[Extracted text Boundary: Start]

Pembrolizumab was previously approved by the FDA in May 2017 for use based on a cancer’s genetic features found in its DNA. The approval applied to tumors with specific genetic features: microsatellite instability-high (MSI-H), mismatch repair deficiency (dMMR) or high tumor mutational burden (TMB-H). It was the first FDA approval of a cancer drug that wasn’t based on a tumor’s primary location. The gene mutations targeted by pembrolizumab are more commonly found in gastric cancers, but are sometimes found in breast and other cancers.

The overall effectiveness of atezolizumab in treating triple-negative breast cancer is still being evaluated, and trials have not always been as successful as researchers had hoped. For instance, a recent clinical trial found that when the drug is used with a version of the drug paclitaxel other than Abraxane, atezolizumab “failed to improve either progression-free survival or overall survival in advanced triple-negative breast cancer patients, irrespective of PD-L1 status,” according to a recent article in Cancer Today, a publication of the American Association for Cancer Research. In September, the FDA issued an advisory against the use of atezolizumab with paclitaxel.

Immunotherapy studies continue

Researchers continue to look for new ways to use immunotherapy to treat breast cancer. Early research released in November from a Purdue University study shows promise in focusing on reprogramming immune cells that are acting as tumor accomplices, rather than producing checkpoint inhibitors that activate the immune system to attack the cancer.

The Purdue study used a toxin that, when attached to the immune cells, may kill cancer cells. Instead of creating a lab-produced antibody to target the problem immune cells, the study linked folate, a form of vitamin B, to the toxin. Researchers said two factors may promote the success of this approach:

  • The affected immune cells love folate and have receptors for it, unlike most other cells in the body, which helps the toxin target the tumor region.
  • The folate goes through the body quickly and then is passed out in urine, which is important in removing the lethal toxin attached to any remaining folate from the body.

[Extracted text Boundary: End]
[Dataset extract Boundary: Start]

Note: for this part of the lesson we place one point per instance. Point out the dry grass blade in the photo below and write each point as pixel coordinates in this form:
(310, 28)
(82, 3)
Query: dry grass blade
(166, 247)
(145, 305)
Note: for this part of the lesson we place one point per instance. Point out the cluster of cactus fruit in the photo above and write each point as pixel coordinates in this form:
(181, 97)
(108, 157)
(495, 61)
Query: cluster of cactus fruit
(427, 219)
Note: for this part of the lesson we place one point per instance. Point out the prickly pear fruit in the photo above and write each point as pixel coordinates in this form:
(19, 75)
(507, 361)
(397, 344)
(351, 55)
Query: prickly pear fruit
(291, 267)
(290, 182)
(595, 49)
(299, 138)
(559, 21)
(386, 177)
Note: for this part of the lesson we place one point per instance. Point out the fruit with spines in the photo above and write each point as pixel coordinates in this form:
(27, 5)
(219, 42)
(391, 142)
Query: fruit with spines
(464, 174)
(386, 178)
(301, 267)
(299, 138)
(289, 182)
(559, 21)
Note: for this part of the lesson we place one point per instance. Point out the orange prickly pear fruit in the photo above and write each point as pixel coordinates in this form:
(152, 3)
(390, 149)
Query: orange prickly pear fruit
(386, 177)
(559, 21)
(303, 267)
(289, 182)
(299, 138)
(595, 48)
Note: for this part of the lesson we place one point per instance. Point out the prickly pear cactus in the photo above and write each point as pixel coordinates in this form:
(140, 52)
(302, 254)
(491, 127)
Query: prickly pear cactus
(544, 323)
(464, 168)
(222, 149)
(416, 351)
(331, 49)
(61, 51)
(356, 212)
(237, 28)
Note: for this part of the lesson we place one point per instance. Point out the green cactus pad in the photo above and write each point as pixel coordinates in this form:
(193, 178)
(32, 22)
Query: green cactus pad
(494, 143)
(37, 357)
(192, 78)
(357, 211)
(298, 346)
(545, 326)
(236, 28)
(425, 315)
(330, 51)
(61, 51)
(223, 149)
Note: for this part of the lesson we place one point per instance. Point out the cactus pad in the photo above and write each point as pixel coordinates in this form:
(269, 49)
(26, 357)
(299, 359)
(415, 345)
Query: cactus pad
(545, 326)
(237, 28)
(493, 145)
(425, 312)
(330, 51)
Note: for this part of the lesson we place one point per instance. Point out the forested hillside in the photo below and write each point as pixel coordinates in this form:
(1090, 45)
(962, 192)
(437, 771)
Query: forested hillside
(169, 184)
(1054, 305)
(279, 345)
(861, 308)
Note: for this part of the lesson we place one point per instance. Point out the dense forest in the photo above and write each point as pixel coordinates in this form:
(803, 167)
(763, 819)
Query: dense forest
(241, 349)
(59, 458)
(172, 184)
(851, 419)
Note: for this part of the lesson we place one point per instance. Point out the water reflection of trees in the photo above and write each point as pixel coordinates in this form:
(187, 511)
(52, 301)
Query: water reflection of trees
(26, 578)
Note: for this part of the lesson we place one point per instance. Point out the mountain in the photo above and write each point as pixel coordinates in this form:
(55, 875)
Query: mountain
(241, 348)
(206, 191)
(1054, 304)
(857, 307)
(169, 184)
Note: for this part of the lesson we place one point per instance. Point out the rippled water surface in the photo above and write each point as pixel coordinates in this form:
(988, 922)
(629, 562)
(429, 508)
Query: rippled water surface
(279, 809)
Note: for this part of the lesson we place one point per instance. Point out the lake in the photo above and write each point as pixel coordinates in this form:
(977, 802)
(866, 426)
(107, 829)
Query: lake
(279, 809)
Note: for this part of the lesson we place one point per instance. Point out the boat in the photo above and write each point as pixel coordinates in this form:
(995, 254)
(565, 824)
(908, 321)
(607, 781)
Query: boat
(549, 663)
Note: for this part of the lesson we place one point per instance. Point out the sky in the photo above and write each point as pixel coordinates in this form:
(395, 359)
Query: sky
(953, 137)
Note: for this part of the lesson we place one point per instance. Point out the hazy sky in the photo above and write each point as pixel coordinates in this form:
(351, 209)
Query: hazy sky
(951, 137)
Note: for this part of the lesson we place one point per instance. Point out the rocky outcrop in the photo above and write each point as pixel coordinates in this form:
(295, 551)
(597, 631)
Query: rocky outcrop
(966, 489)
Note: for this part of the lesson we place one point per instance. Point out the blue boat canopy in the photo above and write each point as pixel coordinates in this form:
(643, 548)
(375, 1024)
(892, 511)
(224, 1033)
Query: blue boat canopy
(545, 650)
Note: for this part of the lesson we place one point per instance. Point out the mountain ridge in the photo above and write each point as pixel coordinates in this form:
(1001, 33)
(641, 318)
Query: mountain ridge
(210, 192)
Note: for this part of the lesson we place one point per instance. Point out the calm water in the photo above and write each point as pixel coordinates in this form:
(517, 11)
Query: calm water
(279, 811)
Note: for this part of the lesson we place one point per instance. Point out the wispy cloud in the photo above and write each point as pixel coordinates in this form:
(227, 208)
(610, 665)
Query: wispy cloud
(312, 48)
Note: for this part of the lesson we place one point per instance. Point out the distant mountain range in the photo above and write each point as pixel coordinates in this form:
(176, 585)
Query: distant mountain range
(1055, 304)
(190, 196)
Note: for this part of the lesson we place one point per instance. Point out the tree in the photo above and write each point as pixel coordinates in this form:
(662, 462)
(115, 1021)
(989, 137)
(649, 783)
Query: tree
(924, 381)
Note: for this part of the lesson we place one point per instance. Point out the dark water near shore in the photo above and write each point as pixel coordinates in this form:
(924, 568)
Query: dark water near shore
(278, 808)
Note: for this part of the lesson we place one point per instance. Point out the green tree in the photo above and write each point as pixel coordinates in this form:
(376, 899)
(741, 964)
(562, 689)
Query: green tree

[Dataset extract Boundary: End]

- _What is being asked_: Output everything in the breast cancer immunotherapy article from "Pembrolizumab was previously" down to "and other cancers.", with the wording unchanged. This material has no connection to the article on immunotherapy for breast cancer.

- _Solved problem_:
Pembrolizumab was previously approved by the FDA in May 2017 for use based on a cancer’s genetic features found in its DNA. The approval applied to tumors with specific genetic features: microsatellite instability-high (MSI-H), mismatch repair deficiency (dMMR) or high tumor mutational burden (TMB-H). It was the first FDA approval of a cancer drug that wasn’t based on a tumor’s primary location. The gene mutations targeted by pembrolizumab are more commonly found in gastric cancers, but are sometimes found in breast and other cancers.